> **Text segment**

......

Physics
Nanosecond anomaly detection with decision trees and real-time application to exotic Higgs decays
S. T. Roche, Q. Bayer, et al.
Explore how a team of innovative researchers, including S. T. Roche and Q. Bayer, developed an autoencoding algorithm using deep decision trees on FPGA for rapid anomaly detection at the LHC. This groundbreaking system not only detects rare Higgs boson decays with incredible speed but also operates efficiently in resource-limited environments, paving the way for advanced applications in edge AI.
~3 min • Beginner • English
Introduction
The study addresses the challenge of identifying rare beyond-the-Standard-Model (BSM) signals in real time at the LHC trigger level, where bandwidth and latency constraints limit sensitivity—particularly for exotic Higgs decays H → aa with a light pseudoscalar (m_a ≈ 10 GeV) decaying to γγ and another decaying to jj (H_aa → γγjj). Conventional threshold-based diphoton triggers miss significant portions of this phase space (m_γγ < 20 GeV). The research proposes an interpretable, low-latency autoencoder based on deep decision trees implemented on FPGA to detect anomalies indicative of BSM processes without prior signal-specific training. The goal is to increase signal acceptance at fixed background trigger rates and to demonstrate feasibility for real-time deployment with nanosecond-scale inference, benefiting LHC experiments and other edge-AI applications with resource constraints.

......

> **Given problem 1**
From the summary of the anomaly detection study, reproduce the passage starting at "Explore how a" and ending at "in edge AI.", substituting "Large Hadron Collider" for "LHC".
> **Given problem 2**
Translate this sentence from the anomaly detection study into Spanish: "Conventional threshold-based diphoton triggers miss significant portions of this phase space (m_γγ < 20 GeV)."

......

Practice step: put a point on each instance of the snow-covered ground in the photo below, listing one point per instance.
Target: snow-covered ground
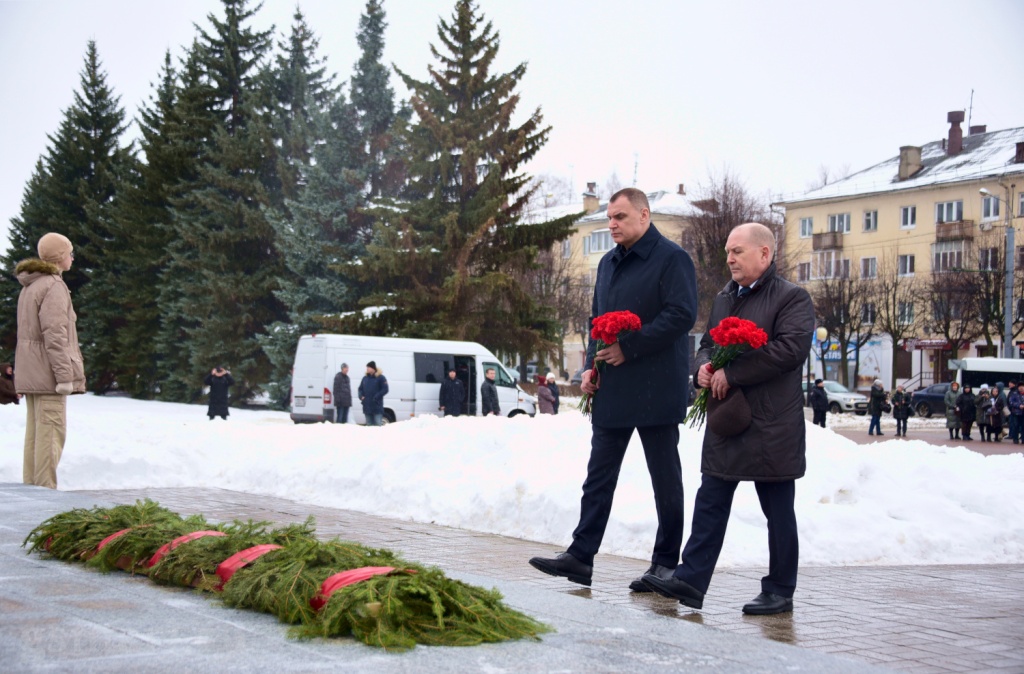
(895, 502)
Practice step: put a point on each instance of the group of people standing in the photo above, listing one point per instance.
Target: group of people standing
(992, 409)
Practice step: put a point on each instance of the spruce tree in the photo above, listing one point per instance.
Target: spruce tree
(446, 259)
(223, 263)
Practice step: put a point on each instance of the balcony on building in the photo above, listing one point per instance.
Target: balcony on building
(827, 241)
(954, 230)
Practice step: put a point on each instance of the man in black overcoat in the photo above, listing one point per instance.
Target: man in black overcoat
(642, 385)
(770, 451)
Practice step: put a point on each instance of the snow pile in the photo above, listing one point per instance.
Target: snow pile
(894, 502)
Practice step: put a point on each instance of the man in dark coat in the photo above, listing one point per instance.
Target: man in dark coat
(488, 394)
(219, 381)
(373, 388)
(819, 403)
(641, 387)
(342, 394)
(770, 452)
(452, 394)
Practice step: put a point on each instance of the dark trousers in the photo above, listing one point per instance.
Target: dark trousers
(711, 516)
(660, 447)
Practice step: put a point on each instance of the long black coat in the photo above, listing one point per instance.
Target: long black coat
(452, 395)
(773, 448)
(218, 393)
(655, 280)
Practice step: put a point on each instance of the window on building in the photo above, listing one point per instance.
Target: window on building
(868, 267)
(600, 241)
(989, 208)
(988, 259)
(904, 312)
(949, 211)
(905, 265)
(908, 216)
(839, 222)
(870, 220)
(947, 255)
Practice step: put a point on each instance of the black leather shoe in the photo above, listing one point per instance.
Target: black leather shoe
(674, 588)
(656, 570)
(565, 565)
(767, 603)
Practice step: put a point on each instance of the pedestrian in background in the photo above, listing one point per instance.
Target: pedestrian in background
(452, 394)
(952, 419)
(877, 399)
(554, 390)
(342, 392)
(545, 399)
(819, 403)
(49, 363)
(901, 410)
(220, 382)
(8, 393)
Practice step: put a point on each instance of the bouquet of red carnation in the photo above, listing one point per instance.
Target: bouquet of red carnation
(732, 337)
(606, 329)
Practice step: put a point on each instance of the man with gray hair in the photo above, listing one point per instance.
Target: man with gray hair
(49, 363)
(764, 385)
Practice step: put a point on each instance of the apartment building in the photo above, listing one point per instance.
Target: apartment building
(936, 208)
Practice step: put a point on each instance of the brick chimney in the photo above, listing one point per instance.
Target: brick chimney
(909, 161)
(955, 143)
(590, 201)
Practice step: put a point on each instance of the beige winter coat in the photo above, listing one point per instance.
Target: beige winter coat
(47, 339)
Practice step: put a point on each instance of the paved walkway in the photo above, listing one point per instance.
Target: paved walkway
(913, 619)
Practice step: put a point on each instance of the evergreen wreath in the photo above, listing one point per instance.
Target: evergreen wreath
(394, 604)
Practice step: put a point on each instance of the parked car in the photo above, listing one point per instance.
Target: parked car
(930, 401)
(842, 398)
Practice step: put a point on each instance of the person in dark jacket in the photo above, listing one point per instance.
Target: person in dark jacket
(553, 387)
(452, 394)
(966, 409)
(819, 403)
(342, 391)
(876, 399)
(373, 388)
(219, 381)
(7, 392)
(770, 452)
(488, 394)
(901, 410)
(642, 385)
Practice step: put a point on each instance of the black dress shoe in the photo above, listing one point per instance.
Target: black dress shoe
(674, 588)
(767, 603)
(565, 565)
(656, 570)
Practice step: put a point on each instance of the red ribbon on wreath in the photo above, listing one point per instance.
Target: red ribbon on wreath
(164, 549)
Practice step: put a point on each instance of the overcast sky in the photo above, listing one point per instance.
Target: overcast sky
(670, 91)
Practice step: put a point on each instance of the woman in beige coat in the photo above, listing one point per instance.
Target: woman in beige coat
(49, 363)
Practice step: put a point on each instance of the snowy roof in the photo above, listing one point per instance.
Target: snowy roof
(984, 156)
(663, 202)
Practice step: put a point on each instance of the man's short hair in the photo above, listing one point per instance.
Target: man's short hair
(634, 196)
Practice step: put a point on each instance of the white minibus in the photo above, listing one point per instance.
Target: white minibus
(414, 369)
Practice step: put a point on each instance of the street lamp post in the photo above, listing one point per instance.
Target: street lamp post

......

> **Full output 1**
Explore how a team of innovative researchers, including S. T. Roche and Q. Bayer, developed an autoencoding algorithm using deep decision trees on FPGA for rapid anomaly detection at the Large Hadron Collider. This groundbreaking system not only detects rare Higgs boson decays with incredible speed but also operates efficiently in resource-limited environments, paving the way for advanced applications in edge AI.

> **Full output 2**
Los disparadores convencionales de difotones basados en umbrales pierden porciones significativas de este espacio de fases (m_γγ < 20 GeV).